:: Text passage ::

To aid executives and managers in overcoming challenges associated with younger generations, new research from The Centre for Executive Education (CEE) analysed the attitudes, behaviours and workplace preferences of both Generation Y (ages 20 to 34) and Generation Z (ages 16 to 19) employees.

Surveying 304 respondents from both Gen Y and Z in Singapore, the report broke down what both generations look for in an organisation, what factors encourage them to stay in the company, how they like to be led, and the type of organisational culture they prefer.

While Gen Ys looked for career growth and advancement, Gen Zs viewed job satisfaction as a priority.

Gen Zs also preferred greater workplace flexibility, better balance between their work and home life with telecommuting facilities or a work-from-home arrangement, whereas Gen Ys favoured traditional hours and method of working.

Talent Attraction


When it came to talent retention, 75% of Gen Y and Z indicated they expect to remain with an organisation for less than five years. Gen Z generally expected to stay in their current position for at least 3 to 5 years. Gen Y, however, was less hopeful.

:::
:: Extracted information ::

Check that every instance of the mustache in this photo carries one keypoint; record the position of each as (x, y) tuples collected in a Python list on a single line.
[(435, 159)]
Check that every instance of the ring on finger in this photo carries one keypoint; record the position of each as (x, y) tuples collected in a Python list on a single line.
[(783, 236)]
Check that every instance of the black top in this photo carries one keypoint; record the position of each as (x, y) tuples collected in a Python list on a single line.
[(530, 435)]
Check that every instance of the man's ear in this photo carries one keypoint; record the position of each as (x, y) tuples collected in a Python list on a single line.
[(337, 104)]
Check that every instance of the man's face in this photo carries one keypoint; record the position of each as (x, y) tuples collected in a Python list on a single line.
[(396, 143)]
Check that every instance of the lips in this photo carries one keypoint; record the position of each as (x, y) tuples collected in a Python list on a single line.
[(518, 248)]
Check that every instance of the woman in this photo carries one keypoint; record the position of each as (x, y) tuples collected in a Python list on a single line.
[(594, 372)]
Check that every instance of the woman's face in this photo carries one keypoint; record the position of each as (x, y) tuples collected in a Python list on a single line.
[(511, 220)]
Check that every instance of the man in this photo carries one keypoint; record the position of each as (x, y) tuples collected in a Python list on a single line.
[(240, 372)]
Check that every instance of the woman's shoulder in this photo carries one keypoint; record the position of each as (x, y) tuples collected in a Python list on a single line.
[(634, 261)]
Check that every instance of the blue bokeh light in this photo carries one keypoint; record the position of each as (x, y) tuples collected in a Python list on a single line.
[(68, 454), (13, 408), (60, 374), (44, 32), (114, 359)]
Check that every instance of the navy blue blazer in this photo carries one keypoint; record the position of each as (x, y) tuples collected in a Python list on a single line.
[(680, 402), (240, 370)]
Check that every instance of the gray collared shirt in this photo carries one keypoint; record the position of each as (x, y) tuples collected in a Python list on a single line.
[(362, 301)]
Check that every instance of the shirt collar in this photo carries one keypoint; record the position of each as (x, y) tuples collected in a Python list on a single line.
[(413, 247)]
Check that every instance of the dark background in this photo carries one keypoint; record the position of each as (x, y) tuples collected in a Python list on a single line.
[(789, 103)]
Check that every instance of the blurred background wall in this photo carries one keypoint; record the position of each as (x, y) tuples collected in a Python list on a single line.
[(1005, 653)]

:::
:: Extracted information ::

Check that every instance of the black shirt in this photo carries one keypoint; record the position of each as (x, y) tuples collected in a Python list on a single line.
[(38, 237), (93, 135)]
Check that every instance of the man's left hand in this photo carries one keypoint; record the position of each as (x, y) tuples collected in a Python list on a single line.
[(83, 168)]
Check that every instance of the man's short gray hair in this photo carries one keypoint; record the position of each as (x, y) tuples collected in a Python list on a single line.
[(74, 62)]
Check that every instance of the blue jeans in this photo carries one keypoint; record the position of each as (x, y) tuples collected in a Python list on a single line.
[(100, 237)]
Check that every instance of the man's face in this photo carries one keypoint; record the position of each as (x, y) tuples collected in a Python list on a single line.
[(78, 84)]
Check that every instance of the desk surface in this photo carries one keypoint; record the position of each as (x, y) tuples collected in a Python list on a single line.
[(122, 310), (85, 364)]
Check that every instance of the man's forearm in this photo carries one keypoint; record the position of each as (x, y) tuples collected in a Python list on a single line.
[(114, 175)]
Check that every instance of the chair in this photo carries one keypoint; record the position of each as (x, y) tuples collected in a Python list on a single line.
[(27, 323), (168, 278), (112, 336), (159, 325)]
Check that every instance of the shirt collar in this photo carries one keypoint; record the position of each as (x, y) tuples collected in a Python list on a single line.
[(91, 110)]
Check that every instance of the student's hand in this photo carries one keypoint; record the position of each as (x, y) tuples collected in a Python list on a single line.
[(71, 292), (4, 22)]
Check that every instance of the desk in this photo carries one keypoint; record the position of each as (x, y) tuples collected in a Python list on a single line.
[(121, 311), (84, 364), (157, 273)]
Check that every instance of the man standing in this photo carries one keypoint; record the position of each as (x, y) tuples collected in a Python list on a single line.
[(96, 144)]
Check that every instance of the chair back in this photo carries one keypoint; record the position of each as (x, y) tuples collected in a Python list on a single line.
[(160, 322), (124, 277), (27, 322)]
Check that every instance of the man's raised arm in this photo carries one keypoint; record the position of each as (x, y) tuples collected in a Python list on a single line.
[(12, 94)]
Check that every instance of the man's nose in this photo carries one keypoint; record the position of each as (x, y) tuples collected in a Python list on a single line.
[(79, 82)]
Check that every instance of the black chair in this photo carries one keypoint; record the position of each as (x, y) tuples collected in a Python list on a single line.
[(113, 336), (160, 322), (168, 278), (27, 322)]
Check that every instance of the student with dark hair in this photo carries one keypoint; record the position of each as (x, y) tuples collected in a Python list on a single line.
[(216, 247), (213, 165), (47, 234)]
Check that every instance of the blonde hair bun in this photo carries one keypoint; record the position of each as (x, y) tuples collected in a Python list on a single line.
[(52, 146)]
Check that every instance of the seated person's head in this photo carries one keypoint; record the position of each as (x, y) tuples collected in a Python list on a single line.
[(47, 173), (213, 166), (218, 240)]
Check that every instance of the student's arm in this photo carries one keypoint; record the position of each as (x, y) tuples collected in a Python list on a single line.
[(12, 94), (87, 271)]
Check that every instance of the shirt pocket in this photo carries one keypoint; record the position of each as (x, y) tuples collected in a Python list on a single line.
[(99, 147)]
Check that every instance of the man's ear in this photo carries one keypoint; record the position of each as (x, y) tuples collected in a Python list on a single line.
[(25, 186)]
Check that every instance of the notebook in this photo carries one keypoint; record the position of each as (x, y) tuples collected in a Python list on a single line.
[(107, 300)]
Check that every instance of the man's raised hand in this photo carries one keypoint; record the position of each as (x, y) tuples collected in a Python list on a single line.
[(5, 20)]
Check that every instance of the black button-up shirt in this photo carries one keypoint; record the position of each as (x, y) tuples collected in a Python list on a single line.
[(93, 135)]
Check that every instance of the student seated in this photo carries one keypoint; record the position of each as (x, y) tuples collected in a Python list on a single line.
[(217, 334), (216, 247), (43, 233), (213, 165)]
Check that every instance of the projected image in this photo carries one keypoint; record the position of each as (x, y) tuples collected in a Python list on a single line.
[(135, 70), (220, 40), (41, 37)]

:::

Resume the passage on the Gen Y and Gen Z workplace survey, starting right after its last sentence.

Answer to the exercise ::
Gen Ys also stated they would switch jobs if they were promised higher pay, while Gen Zs were more swayed by better perks and benefits.

Both generations stated they expected their leaders to be effective communicators and good listeners, with 95% of Gen Z and 85% of Gen Y citing their ideal manager as a coach or mentor figure.

Talent Engagement


“Managers should be authentic and lead from the front and by example or adopt servant leadership, instead of a commanding or directive style,” Professor Sattar Bawany, CEO of CEE, said.

“These younger generations need guidance through coaching and mentoring rather than control and micro-management. A highly engaging and interactive management style characterised by open communication works best for this generation.”

The report also found while both generations value company leadership and employer’s branding, job titles and in-house training were not major areas of consideration for them.

Gen Y favoured working with a supervisor that they can respect and learn from, Gen Z placed working with people they enjoy as a top priority for an ideal work environment.